* [WHAT YOU SHOULD DO]: Resume the explanation of the Perl one-liner, continuing on from its last line.

* [PAGE EXCERPT]:
************

If we assume that {/} are always matched even inside "..." strings, that could be

perl -0777 -i -pe '
  s{
    ^ \h* filter \s* \{
      ( (?: [^{}]++ | \{ (?1) \} ) * )
    \}
  }{
    $& =~ s{ ^ \h* \K \# \h* (year_n \h* =) }{$1}gmrx
  }gmxe' -- your-file

Where:

  • -p enables the sed mode where files are processed one record at a time where the equivalent of sed's pattern space is the $_ variable (on which s{pattern}{replacement}flags operates by default), like sed's s.
  • -i for in-place editing (copied by some sed implementations).
  • -0777 changes the record separator from the default of newline (like in sed) to some impossible byte value, so the files are processed as a whole. Same as -g in newer versions of perl.
  • then we have a s{pattern}{replacement}gmxe where:
    • x allows adding whitespace (and comments) in the pattern to improve legibility.

************

* [INFORMATION PROVIDED]:
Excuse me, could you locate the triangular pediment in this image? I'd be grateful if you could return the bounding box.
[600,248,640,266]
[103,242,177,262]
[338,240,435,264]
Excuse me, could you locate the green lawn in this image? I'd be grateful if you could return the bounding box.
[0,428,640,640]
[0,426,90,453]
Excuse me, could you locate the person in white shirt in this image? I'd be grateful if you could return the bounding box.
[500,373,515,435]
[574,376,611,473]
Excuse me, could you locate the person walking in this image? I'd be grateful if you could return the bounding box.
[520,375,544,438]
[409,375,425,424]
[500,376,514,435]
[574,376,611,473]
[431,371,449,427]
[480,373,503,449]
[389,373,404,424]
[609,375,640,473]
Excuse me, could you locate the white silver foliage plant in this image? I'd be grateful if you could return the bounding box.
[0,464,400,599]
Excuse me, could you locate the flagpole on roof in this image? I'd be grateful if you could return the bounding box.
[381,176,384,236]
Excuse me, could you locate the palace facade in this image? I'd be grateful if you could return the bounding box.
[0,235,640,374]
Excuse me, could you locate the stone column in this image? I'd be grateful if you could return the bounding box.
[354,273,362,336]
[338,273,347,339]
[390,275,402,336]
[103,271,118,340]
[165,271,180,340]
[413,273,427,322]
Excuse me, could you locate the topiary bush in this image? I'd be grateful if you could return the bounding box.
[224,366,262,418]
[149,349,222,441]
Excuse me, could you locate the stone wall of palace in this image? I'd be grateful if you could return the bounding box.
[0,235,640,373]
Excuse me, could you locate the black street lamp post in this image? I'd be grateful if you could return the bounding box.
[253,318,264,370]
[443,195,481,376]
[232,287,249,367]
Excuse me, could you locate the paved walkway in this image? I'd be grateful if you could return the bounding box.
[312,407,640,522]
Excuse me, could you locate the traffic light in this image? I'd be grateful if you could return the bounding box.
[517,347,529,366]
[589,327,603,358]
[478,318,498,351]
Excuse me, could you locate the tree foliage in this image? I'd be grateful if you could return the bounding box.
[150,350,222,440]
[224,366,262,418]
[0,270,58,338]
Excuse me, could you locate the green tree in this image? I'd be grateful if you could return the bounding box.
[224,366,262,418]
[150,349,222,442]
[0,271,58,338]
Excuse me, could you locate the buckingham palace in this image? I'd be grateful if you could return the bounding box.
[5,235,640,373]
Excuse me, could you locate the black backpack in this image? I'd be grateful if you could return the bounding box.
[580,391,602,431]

************

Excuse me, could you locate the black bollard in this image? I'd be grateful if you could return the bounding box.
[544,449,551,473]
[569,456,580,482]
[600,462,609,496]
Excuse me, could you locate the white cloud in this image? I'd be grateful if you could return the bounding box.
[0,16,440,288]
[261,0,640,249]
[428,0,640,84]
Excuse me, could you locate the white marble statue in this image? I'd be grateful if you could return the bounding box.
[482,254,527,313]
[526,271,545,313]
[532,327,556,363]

************

* [TASK ANSWER]:
    • m makes it so that ^ matches at the start of every line in the subject instead of just as the start of the subject.
    • e is for the replacement to be interpreted as perl code.
    • \s is for any whitespace (well ASCII only by default) including newline, similar to [[:space:]] in POSIX regexp, and \h for horizontal whitespace (ISO8859-1 ones by default, that is space, tab, and non-breaking-space encoded as 0xA0, but importantly not newline; similar to POSIX' [[:blank:]]).
    • The important part in there is (?1) which recalls the regexp in the first (...) capture group so allows for recursive regexps.
    • The replacement applies another s{pattern}{replacement}gmrx to $& which is what was matched by the first regexp with:
      • r returns the result of the substitution instead of applying it in place to $&
      • \K marks the start of what's to Keep from the match, so we don't discard what's matched to the left of it.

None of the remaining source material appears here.